# [TASK DESCRIPTION]
Where an image appears in the data, omit it and reproduce the rest exactly.

Source data:
▬▬▬▬▬▬
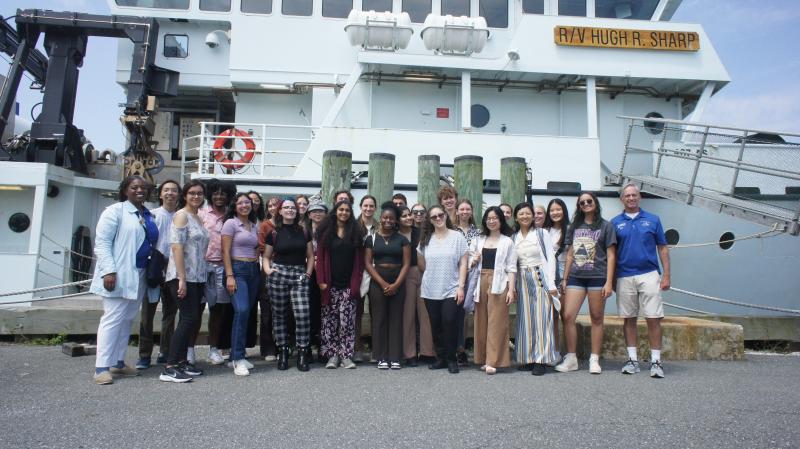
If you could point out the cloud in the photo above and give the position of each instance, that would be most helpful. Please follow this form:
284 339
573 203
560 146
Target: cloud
776 110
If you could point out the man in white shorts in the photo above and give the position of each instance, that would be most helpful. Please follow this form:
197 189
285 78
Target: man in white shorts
640 245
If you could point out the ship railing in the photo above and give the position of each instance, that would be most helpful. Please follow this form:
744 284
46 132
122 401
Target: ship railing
259 150
749 173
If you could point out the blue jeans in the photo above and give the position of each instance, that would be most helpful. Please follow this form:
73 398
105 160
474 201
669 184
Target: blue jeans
247 277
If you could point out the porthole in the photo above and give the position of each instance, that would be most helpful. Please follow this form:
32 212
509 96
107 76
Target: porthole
673 236
654 127
19 222
480 115
726 240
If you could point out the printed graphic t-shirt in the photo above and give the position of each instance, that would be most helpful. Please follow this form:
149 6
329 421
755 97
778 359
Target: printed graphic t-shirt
590 245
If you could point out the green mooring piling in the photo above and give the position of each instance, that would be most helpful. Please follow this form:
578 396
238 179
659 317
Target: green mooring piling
428 179
337 169
380 182
468 172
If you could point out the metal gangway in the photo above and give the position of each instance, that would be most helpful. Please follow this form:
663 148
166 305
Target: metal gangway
750 174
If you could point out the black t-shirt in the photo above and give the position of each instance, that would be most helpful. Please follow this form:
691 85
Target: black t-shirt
387 250
342 258
290 248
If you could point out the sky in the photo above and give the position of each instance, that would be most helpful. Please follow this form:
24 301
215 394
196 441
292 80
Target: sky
755 40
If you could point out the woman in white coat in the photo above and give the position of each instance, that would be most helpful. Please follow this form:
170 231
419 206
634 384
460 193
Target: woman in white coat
496 260
124 236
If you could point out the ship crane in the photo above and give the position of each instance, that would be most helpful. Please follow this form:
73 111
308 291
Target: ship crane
54 138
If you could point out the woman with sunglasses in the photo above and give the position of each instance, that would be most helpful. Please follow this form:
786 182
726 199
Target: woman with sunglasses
339 267
240 258
288 262
591 257
495 291
414 307
536 340
387 258
443 260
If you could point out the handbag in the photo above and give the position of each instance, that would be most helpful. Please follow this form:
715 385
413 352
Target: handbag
154 270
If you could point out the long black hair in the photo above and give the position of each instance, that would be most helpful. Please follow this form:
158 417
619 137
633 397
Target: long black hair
428 230
231 212
548 222
505 229
261 215
328 227
123 187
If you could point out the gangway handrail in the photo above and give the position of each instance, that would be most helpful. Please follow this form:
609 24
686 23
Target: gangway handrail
705 125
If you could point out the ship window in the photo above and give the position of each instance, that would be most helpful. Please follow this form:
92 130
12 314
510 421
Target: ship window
417 9
673 236
257 6
726 240
572 8
533 6
297 7
336 8
616 9
176 45
155 4
480 115
19 222
376 5
215 5
495 12
654 128
455 7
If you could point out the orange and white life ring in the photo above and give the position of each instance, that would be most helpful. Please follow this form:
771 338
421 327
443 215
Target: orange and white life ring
225 156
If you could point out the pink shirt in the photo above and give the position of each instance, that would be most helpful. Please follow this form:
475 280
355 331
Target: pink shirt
213 223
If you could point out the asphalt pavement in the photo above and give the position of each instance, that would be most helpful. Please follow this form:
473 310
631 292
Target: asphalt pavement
48 399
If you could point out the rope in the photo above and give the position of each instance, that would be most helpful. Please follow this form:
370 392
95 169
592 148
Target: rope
736 303
752 236
688 309
49 298
43 289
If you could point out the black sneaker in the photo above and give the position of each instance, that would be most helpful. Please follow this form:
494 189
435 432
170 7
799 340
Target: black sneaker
191 370
174 374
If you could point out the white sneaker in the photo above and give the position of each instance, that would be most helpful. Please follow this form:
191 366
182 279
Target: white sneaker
594 366
215 358
240 369
570 363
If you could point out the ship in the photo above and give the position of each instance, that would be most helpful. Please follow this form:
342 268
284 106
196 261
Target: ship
590 94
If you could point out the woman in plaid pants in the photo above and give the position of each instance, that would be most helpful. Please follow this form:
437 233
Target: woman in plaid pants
288 263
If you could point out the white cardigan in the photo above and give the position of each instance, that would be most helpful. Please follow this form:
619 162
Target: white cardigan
505 261
117 239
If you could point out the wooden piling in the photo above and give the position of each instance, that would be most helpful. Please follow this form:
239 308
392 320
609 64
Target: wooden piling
427 179
380 181
468 173
337 169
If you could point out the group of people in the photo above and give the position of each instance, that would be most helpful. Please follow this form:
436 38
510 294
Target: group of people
420 270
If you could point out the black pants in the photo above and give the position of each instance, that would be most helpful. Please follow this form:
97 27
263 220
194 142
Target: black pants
387 317
169 308
189 308
444 315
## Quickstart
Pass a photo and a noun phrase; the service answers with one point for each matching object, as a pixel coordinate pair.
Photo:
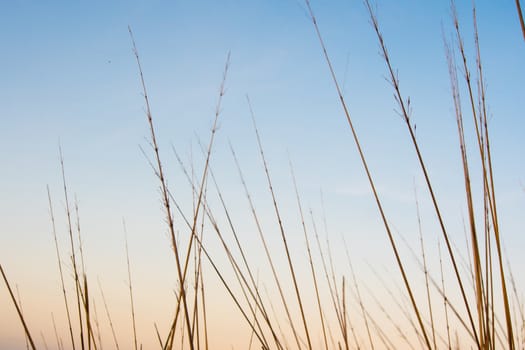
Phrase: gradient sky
(68, 76)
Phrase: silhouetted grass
(285, 322)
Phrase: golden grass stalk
▬▬▬▬▬▬
# [EXERCISE SOLUTION]
If you could point out the cloud in the photo above and give the position of each instance, that would be most helpful. Please follow this form:
284 339
573 203
560 146
Target: cloud
776 110
If you could point out the man in white shorts in the photo above and give the position of each instance, that would be most helpful. Please follow this form:
197 189
285 78
Target: man in white shorts
640 245
If you could point out the ship railing in the photo above and give the position of each instance, that would be most helpful. Please follow this form:
744 284
46 132
122 401
Target: ship railing
259 150
749 173
If you could point out the blue jeans in the photo above and give the position of each instance, that would be most helpful. Please follow this form:
73 398
105 160
474 201
669 184
Target: blue jeans
247 277
If you could point out the porthole in the photo above and give the position of each instance, that would be most helpful. Please follow this form:
32 212
509 96
107 76
Target: porthole
673 236
654 127
19 222
480 115
726 240
If you could point out the printed graphic t-shirt in the photo above and give the position of each instance, that would be most helpful. Please follow this form:
149 6
329 421
755 97
778 359
Target: printed graphic t-shirt
590 245
If you could point out the green mooring piling in the photo above and give the position of each instance, that would be most helpful. Please follow this form:
578 396
238 179
659 317
Target: green mooring piling
428 179
337 169
380 182
468 172
If you could point out the metal gangway in the photo above and give the position of each instance, that would be most helpful. Please follow this form:
663 148
166 305
Target: metal gangway
750 174
If you could point out the black t-shirt in the photo above and give the position of each instance, that would be most helpful. Please follow this form:
691 85
Target: black t-shirt
387 250
342 258
290 248
If you could point out the sky in the photo above and give the position of each instance, that would be most helpful. Please follow this form:
24 301
215 394
196 441
292 80
Target: sky
755 40
If you could point out the woman in white coat in the photo above and give the position of each instance, that would be most helpful. Please follow this form:
170 231
419 206
634 384
460 193
Target: woman in white coat
496 260
124 236
If you could point out the ship crane in the photo above and give the position of each instance, that would be most helpful. Please follow this form:
73 111
308 291
Target: ship crane
54 138
If you could point out the woman with sunglasses in the photo above and give the position of each instance, that would be most helpful. Please follow this form:
786 182
726 199
Target: woman with sunglasses
339 267
240 258
288 262
591 257
495 291
414 307
536 340
387 258
443 260
If you could point out the handbag in the photo above and give the position of each instance, that would be most helpful. Please follow this form:
715 385
413 352
Target: handbag
154 270
If you could point out the long black hair in the photo above and give the position of each instance, that would be most helpful. Please follow this form:
158 417
619 137
633 397
Target: long black hair
428 230
231 212
548 222
505 229
261 215
328 227
123 187
If you could point out the gangway handrail in the photo above and give the position of each instance, that would be most helpful. Please follow this form:
609 24
686 23
Target: gangway handrail
705 125
If you could point out the ship window in the photo above and give the position of each instance, that would be most helpful. Please follow this form:
92 130
12 314
510 421
Target: ship window
417 9
673 236
257 6
726 240
572 8
533 6
297 7
336 8
616 9
176 45
155 4
480 115
19 222
376 5
215 5
495 12
654 128
455 7
If you could point out the orange and white life ring in the photo above and give the position of each instance, that would be most helpful. Please follow this form:
771 338
421 327
443 215
Target: orange and white life ring
225 156
If you could point out the pink shirt in the photo above and give the position of each instance, that would be most helpful. Please follow this form:
475 280
355 331
Target: pink shirt
213 223
If you could point out the asphalt pavement in the photo above and give the position of each instance, that would be most helpful. Please follow this form:
473 310
631 292
Target: asphalt pavement
48 399
If you could point out the rope in the photo above and give the position of each instance, that would be most helpful. Please follow this form:
370 392
95 169
592 148
Target: rope
736 303
752 236
688 309
49 298
43 289
If you could point out the black sneaker in the photo above and give the position of each instance, that would be most helpful. Please follow this form:
494 189
435 432
170 7
799 340
Target: black sneaker
191 370
174 374
If you could point out the white sneaker in the photo above and give the position of each instance, that would be most helpful. Please follow this form:
191 366
182 279
Target: white sneaker
594 366
215 358
240 369
570 363
If you could point out the ship in the photo above and give the position of each instance, that would be most helpful. Please follow this form:
342 268
284 106
196 261
Target: ship
590 94
If you could point out the woman in plaid pants in the photo above and give the position of each instance, that would be most helpful. Please follow this form:
437 233
Target: woman in plaid pants
288 263
If you could point out the white cardigan in the photo above and give the position of each instance, that would be most helpful. Please follow this form:
619 162
Target: white cardigan
505 261
117 239
If you could point out the wooden piling in the photo above and give the position of each instance, that would be most helpful. Please follow this form:
239 308
392 320
609 64
Target: wooden piling
427 179
380 181
468 173
337 169
If you could point out the group of people in the photo above and give the position of each instance, that would be most helpful. Please follow this form:
436 38
510 294
Target: group of people
420 270
If you could point out the black pants in the photo above and give the position of each instance, that would be most helpful. Please follow this form:
97 27
263 220
194 142
Target: black pants
387 317
169 308
189 308
444 315
## Quickstart
Pass a photo and a noun phrase; the service answers with one point for each matching object, as a pixel coordinate pair.
Photo:
Phrase: gradient sky
(68, 76)
Phrase: silhouetted grass
(285, 322)
Phrase: golden grass stalk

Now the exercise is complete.